> _ACTIVITY_: What you return must match the material exactly, with every line present.

> _LISTED RECORDS_:
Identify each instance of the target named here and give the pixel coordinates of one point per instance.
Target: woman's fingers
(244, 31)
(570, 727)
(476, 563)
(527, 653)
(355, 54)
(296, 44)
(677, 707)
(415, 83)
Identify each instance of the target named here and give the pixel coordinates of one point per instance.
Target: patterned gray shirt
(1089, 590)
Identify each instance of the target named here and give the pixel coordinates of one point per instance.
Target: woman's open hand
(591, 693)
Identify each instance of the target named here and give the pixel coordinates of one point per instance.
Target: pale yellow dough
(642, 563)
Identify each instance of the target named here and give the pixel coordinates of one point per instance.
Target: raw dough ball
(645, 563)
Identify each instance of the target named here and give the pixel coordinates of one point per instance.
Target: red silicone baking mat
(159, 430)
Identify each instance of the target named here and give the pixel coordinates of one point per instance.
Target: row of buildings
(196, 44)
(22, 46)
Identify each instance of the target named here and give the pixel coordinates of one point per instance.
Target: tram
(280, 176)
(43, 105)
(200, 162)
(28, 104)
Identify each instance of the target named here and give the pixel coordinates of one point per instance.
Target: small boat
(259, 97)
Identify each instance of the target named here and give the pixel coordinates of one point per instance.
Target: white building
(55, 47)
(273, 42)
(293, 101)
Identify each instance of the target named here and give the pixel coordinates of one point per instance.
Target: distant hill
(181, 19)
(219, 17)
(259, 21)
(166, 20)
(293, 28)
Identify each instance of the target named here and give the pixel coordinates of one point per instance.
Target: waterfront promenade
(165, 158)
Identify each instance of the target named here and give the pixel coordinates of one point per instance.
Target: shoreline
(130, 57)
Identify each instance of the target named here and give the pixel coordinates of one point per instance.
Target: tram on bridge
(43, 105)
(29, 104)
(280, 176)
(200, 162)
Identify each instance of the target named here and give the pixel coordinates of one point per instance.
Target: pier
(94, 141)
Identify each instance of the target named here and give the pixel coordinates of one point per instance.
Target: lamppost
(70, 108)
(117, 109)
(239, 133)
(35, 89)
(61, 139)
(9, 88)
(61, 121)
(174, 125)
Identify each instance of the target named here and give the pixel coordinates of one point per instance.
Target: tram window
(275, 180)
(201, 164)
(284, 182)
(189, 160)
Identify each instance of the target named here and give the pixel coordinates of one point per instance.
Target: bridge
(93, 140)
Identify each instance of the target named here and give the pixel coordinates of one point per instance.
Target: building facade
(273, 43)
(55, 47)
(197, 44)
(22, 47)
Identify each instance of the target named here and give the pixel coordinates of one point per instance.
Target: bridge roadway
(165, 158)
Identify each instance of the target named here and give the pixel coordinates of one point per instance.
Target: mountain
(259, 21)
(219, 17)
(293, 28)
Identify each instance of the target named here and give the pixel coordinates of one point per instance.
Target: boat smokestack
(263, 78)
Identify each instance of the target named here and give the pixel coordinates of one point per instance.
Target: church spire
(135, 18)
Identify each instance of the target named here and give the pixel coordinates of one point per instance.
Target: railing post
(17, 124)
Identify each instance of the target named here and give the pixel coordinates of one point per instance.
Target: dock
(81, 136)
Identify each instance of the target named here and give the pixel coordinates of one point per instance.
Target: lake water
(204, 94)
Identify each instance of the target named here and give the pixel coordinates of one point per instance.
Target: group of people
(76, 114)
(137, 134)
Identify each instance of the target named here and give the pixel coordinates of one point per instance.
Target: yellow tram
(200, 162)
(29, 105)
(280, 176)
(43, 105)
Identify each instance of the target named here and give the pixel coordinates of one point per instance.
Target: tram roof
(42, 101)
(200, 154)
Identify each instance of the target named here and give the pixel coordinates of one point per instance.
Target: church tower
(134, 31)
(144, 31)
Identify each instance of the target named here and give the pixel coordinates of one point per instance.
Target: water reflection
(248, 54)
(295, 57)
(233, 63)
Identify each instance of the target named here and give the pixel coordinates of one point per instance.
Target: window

> _RESULT_:
Identify each instance of the target named here and give the pixel coordinates of one point per instance.
Target: woman's fingers
(244, 31)
(570, 727)
(476, 563)
(527, 653)
(355, 54)
(296, 44)
(677, 707)
(415, 83)
Identify each instance of the target named here and give the pixel coordinates of one point per instance.
Target: patterned gray shirt
(1089, 590)
Identify each instance of the target named here and give the pixel coordinates of one point per instance.
Target: woman's open hand
(591, 693)
Identify each instance of the target named here and give the pixel coordinates of one point per instance.
Target: pale yellow dough
(642, 563)
Identify each instance of the target named here and give the pixel coordinates of one point per instance.
Target: raw dough ball
(645, 563)
Identify each instance of the target named here and give the pixel coordinates of one point per instance.
Target: red silicone baking mat
(159, 430)
Identify each instance of the target named here and give the pixel coordinates of one point per instance.
Target: row of buildings
(196, 44)
(22, 46)
Identify each instance of the target named here and give the pixel coordinates of one point per instance.
Target: tram
(280, 176)
(43, 105)
(200, 162)
(28, 104)
Identify each instance of the target named here and give the pixel coordinates of one point per instance.
Target: small boat
(259, 97)
Identify each instance of the target named here and give the pixel coordinates of one point per instance.
Target: white building
(55, 47)
(273, 42)
(293, 101)
Identify each instance of the target named here and give the pixel coordinates of one point per instance.
Target: distant hill
(181, 19)
(219, 17)
(259, 21)
(166, 20)
(293, 28)
Identify each instance of the target named here and give the pixel coordinates of one point per instance.
Target: waterfront promenade
(165, 158)
Identify each instance of the target named here and give the pixel coordinates of one point per instance.
Target: shoreline
(130, 57)
Identify each instance of the target named here and give the pixel coordinates of one point per instance.
Target: tram on bridge
(43, 105)
(29, 104)
(280, 176)
(200, 162)
Identify each instance of the target named here and give the pixel coordinates of one point per instance.
Target: pier
(94, 141)
Identify each instance of the target named here and give the pixel coordinates of one point per instance.
Target: lamppost
(70, 108)
(117, 109)
(239, 133)
(35, 89)
(61, 139)
(9, 88)
(61, 121)
(174, 125)
Identify each instance of the target named here and give the pixel coordinates of one point per instance.
Target: tram window
(275, 180)
(201, 164)
(284, 182)
(189, 160)
Identify each instance of the target named here and give the pixel coordinates of one point per instance.
Target: bridge
(93, 140)
Identify each instance of the target named here and give the pixel coordinates of one point per instance.
Target: building facade
(273, 43)
(55, 47)
(197, 44)
(22, 47)
Identify each instance of the target named here and give the pixel coordinates of one point per instance.
Target: bridge roadway
(165, 158)
Identify each instance of the target named here and give the pixel coordinates of one point per instance.
Target: mountain
(259, 21)
(219, 17)
(293, 28)
Identify each instance of the target named here and give the pixel coordinates of one point per instance.
Target: boat smokestack
(263, 78)
Identify each instance of the target named here and give the pixel coordinates of one point per instance.
Target: church spire
(135, 18)
Identify each instance of the target named here and give the pixel coordinates of one point per instance.
Target: railing post
(17, 124)
Identify each instance of the target named here and give the pixel coordinates of one point per instance.
Target: dock
(81, 136)
Identify each instance of the target named here and give the pixel coordinates of one point per instance.
Target: lake water
(204, 94)
Identify each instance of the target named here and give the pixel coordinates of one point per instance.
Target: group of people
(76, 114)
(137, 134)
Identify each instance of the target named here and give the pixel coordinates of one point per instance.
Target: yellow tram
(200, 162)
(29, 105)
(280, 176)
(43, 105)
Identify each instance of the target named here and give the pixel coordinates of one point per instance.
Target: tram roof
(42, 101)
(200, 154)
Identify each instance of the target named here and give the pixel coordinates of one point per instance.
Target: church tower
(134, 31)
(144, 31)
Identify each instance of the target named here and give the pixel coordinates of one point per instance.
Target: water reflection
(248, 54)
(295, 57)
(233, 63)
Identify each instance of the target named here and give the pixel coordinates of one point per instance.
Target: window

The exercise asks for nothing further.